◆ ISTRUZIONE OPERATIVA 1 ◆
Ricopia dal testo sul Trattato dell'Eliseo il passo che comincia con "Forse qualcuno ricorderà" e prosegue fino a "ruolo dell’Unione europea.".
◆ ISTRUZIONE OPERATIVA 2 ◆
Continua il testo sul Trattato dell'Eliseo a partire dalla sua ultima frase.
===== TESTO FORNITO
Perché ricordare quest’evento a quasi sessant’anni di distanza? La ragione è che il Trattato dell’Eliseo dà ancora la misura di quanto esso abbia contribuito a far progredire il processo d’integrazione europea nel quadro privilegiato di rapporti esistenti fra quella che i francesi chiamano “le couple franco-allemand”.
Forse qualcuno ricorderà che nel gennaio 2018 il premier italiano Paolo Gentiloni e il Presidente francese Emmanuel Macron durante una visita di quest’ultimo a Roma, avevano ipotizzato la necessità di firmare un accordo di collaborazione analogo a quello già esistente tra Francia e Germania. Macron aveva salutato il progetto con un tweet che recitava: «Nous sommes dans une Europe qui doute parfois de ses valeurs. L'ambition du traité du Quirinale: des ambitions nouvelles à dessiner ensemble». Gentiloni, a sua volta, aveva ribadito l’importanza di consultazioni periodiche tra i due paesi per rafforzare, anzitutto, il ruolo dell’Unione europea.
==========
===== DATI REGISTRATI
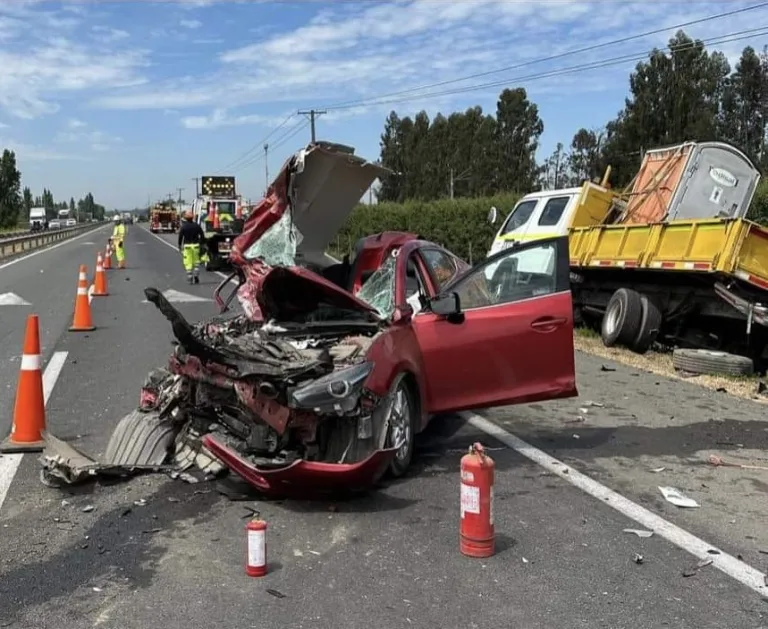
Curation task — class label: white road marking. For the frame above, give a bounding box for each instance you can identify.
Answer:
[460,412,768,596]
[141,289,211,304]
[0,293,32,306]
[0,227,109,271]
[0,352,69,509]
[144,223,229,279]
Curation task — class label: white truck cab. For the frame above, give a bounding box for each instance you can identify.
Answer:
[488,181,616,256]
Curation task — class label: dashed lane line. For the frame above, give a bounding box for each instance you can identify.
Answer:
[460,412,768,596]
[0,352,69,509]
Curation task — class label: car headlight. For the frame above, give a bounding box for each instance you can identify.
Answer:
[290,362,373,412]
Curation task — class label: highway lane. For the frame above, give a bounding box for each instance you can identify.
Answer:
[0,227,110,434]
[0,226,768,629]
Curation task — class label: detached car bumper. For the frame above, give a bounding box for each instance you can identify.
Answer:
[203,434,397,496]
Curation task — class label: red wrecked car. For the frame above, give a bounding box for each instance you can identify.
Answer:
[37,143,577,493]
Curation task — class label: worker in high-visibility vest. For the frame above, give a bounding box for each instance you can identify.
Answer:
[112,214,125,269]
[179,212,205,284]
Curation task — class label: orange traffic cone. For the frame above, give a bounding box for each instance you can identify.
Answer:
[0,315,45,453]
[69,264,96,332]
[92,252,109,297]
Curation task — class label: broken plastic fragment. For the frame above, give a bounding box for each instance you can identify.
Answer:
[659,487,699,509]
[624,529,653,537]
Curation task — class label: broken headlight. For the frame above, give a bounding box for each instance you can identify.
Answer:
[290,362,373,413]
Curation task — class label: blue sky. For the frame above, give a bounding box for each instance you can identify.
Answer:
[0,0,768,208]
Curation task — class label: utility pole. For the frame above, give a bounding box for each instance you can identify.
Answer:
[299,109,328,144]
[264,144,269,191]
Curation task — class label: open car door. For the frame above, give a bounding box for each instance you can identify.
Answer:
[412,236,577,413]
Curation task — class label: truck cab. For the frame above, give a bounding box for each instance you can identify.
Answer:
[488,181,616,256]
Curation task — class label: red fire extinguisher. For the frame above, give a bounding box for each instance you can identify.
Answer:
[459,443,495,557]
[245,514,267,577]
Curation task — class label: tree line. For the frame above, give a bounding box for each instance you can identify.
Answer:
[0,149,106,229]
[377,31,768,203]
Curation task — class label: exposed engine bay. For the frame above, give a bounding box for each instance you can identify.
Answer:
[42,288,396,494]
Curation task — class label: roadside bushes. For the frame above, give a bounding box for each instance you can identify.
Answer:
[332,194,520,262]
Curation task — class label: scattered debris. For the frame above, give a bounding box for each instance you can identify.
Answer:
[683,557,712,577]
[659,487,699,509]
[708,454,768,472]
[624,529,653,537]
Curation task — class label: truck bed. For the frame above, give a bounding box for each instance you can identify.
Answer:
[569,219,768,290]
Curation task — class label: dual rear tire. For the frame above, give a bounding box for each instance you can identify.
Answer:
[600,288,662,354]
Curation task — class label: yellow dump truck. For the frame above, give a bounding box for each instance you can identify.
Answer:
[489,142,768,374]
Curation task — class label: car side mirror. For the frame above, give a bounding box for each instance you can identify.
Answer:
[429,293,461,317]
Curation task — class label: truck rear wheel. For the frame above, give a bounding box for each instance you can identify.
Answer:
[630,293,661,354]
[600,288,643,347]
[672,349,755,376]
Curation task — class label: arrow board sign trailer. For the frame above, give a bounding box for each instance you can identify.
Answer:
[0,293,32,306]
[141,289,211,304]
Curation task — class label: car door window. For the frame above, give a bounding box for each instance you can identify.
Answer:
[539,197,571,227]
[447,237,570,310]
[421,249,458,290]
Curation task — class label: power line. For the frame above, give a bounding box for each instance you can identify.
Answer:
[327,26,768,111]
[216,112,296,174]
[316,2,768,109]
[233,120,310,173]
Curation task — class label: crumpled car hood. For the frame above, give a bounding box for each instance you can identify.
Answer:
[225,143,390,320]
[254,266,378,321]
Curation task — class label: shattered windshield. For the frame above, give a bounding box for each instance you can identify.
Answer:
[355,255,397,319]
[245,212,304,266]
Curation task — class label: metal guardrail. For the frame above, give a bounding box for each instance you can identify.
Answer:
[0,223,106,260]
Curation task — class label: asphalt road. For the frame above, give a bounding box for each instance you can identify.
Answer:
[0,226,768,629]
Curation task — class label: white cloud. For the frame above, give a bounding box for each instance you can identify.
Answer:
[0,137,86,161]
[87,0,768,124]
[181,108,287,129]
[91,25,130,44]
[53,126,123,152]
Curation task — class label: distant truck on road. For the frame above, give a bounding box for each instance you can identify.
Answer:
[29,207,48,232]
[192,175,245,271]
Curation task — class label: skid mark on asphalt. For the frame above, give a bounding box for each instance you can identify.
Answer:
[0,352,69,509]
[460,412,768,596]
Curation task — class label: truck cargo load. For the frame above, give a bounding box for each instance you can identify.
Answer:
[489,142,768,371]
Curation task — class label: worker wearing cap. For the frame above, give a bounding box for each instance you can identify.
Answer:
[112,214,125,269]
[179,212,205,284]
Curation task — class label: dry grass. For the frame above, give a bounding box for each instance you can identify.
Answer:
[573,328,768,403]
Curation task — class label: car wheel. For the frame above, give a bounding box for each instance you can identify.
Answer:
[630,295,662,354]
[387,374,417,478]
[672,349,755,376]
[600,288,643,347]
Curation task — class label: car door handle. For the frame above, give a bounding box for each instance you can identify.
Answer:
[531,317,568,332]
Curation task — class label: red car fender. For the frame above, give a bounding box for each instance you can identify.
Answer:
[365,322,429,430]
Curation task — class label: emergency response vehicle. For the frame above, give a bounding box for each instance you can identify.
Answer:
[192,175,245,271]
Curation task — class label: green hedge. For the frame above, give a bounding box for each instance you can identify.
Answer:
[331,195,520,261]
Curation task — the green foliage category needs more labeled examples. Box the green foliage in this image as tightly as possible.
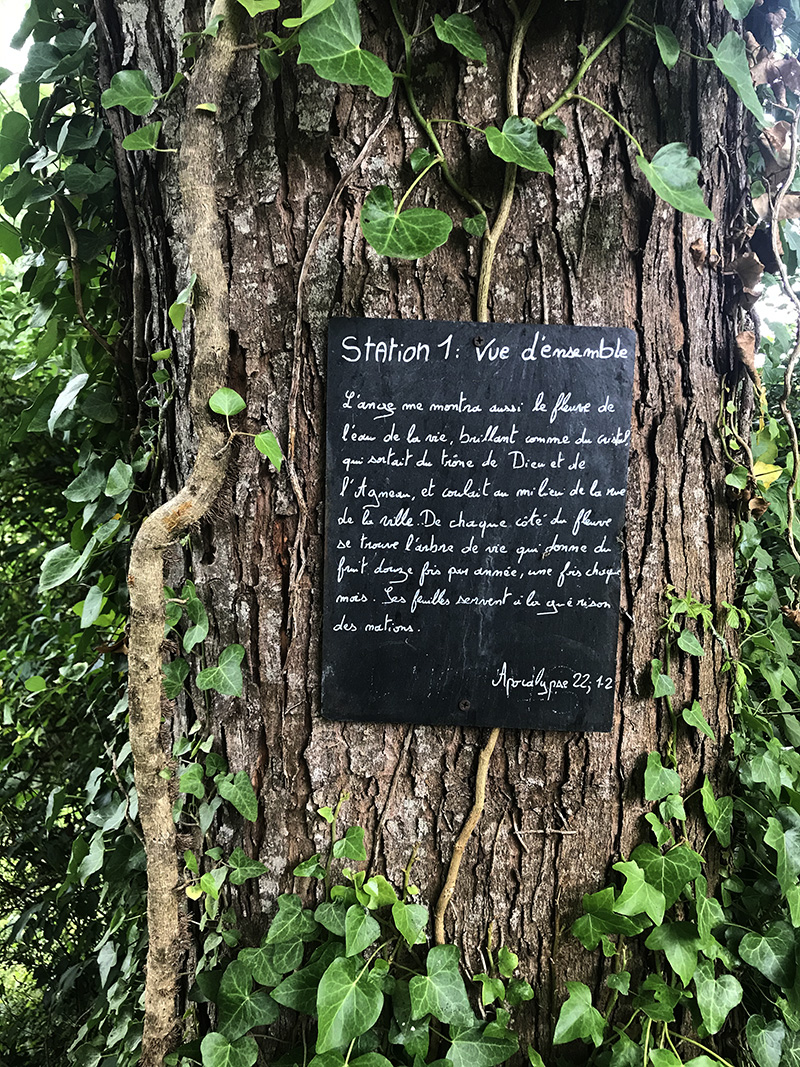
[172,802,532,1067]
[636,144,716,219]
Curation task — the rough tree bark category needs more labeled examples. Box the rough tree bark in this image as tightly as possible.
[98,0,743,1052]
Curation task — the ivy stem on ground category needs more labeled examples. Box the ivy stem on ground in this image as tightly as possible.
[477,0,542,322]
[770,108,800,593]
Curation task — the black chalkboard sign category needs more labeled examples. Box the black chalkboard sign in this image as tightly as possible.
[322,319,635,731]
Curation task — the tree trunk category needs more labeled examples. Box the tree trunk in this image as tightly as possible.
[98,0,743,1052]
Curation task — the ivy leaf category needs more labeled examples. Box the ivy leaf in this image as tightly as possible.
[653,23,681,70]
[228,848,267,886]
[725,0,755,19]
[100,70,156,116]
[201,1033,258,1067]
[208,387,247,417]
[163,659,189,700]
[364,874,397,911]
[0,111,31,171]
[553,977,605,1048]
[484,115,553,174]
[217,960,281,1041]
[298,0,394,96]
[345,904,381,956]
[681,700,716,740]
[311,956,386,1053]
[650,659,675,700]
[217,772,258,823]
[103,460,133,504]
[708,30,767,126]
[47,372,89,435]
[613,846,667,926]
[271,941,345,1015]
[630,844,703,908]
[636,141,714,219]
[694,959,742,1034]
[197,644,244,697]
[644,922,703,986]
[572,886,649,952]
[234,0,281,18]
[391,901,428,945]
[167,273,197,333]
[650,1049,683,1067]
[739,922,795,989]
[409,944,474,1024]
[745,1015,786,1067]
[178,763,206,800]
[285,0,334,30]
[333,826,367,862]
[644,752,681,800]
[0,219,22,262]
[694,877,725,955]
[438,1022,519,1067]
[359,186,452,259]
[123,122,163,152]
[433,14,486,64]
[253,430,284,472]
[677,630,705,656]
[38,544,84,592]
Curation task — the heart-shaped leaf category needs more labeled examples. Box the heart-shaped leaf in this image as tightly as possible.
[553,982,606,1048]
[208,387,247,416]
[361,186,452,259]
[100,70,156,116]
[234,0,281,14]
[217,772,258,823]
[123,122,162,152]
[708,30,767,126]
[636,141,714,219]
[254,430,284,471]
[284,0,334,30]
[739,922,795,989]
[298,0,394,96]
[228,848,267,886]
[694,959,742,1034]
[317,956,383,1053]
[485,115,553,174]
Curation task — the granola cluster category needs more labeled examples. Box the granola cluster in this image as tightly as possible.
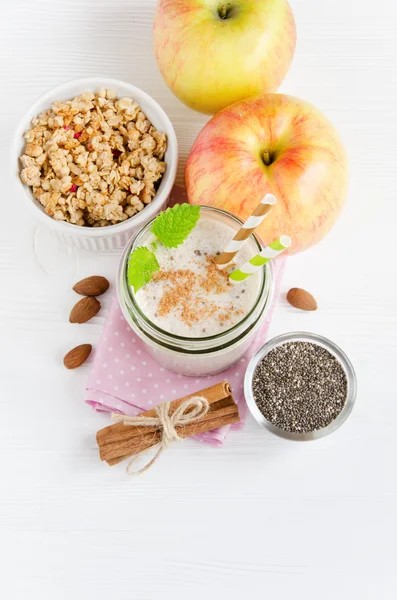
==========
◆ RISULTATO 1 ◆
Forse qualcuno ricorderà che nel gennaio 2018 il premier italiano Paolo Gentiloni e il Presidente francese Emmanuel Macron durante una visita di quest’ultimo a Roma, avevano ipotizzato la necessità di firmare un accordo di collaborazione analogo a quello già esistente tra Francia e Germania. Macron aveva salutato il progetto con un tweet che recitava: «Nous sommes dans une Europe qui doute parfois de ses valeurs. L'ambition du traité du Quirinale: des ambitions nouvelles à dessiner ensemble». Gentiloni, a sua volta, aveva ribadito l’importanza di consultazioni periodiche tra i due paesi per rafforzare, anzitutto, il ruolo dell’Unione europea.

◆ RISULTATO 2 ◆
Il progetto sta lentamente maturando dopo essere stato ripreso in mano dal governo Draghi. I motivi per compiacersene sono molti: la Francia è il primo paese per quote d’investimenti in Italia, il terzo paese per numero di filiali impiantate nel nostro paese e il secondo partner commerciale mentre l’Italia è il secondo partner commerciale del paese transalpino. Lo scambio commerciale globale tra i due paesi prima del Covid ammontava a circa 90 miliardi di €. Recentemente, tuttavia, le relazioni bilaterali avevano toccato uno dei loro punti più bassi dal dopoguerra quando- in piena crisi del gilet gialli – in conseguenza delle avventate dichiarazioni del vicepresidente del Consiglio Luigi Di Maio – l’ambasciatore francese a Roma fu richiamato in patria.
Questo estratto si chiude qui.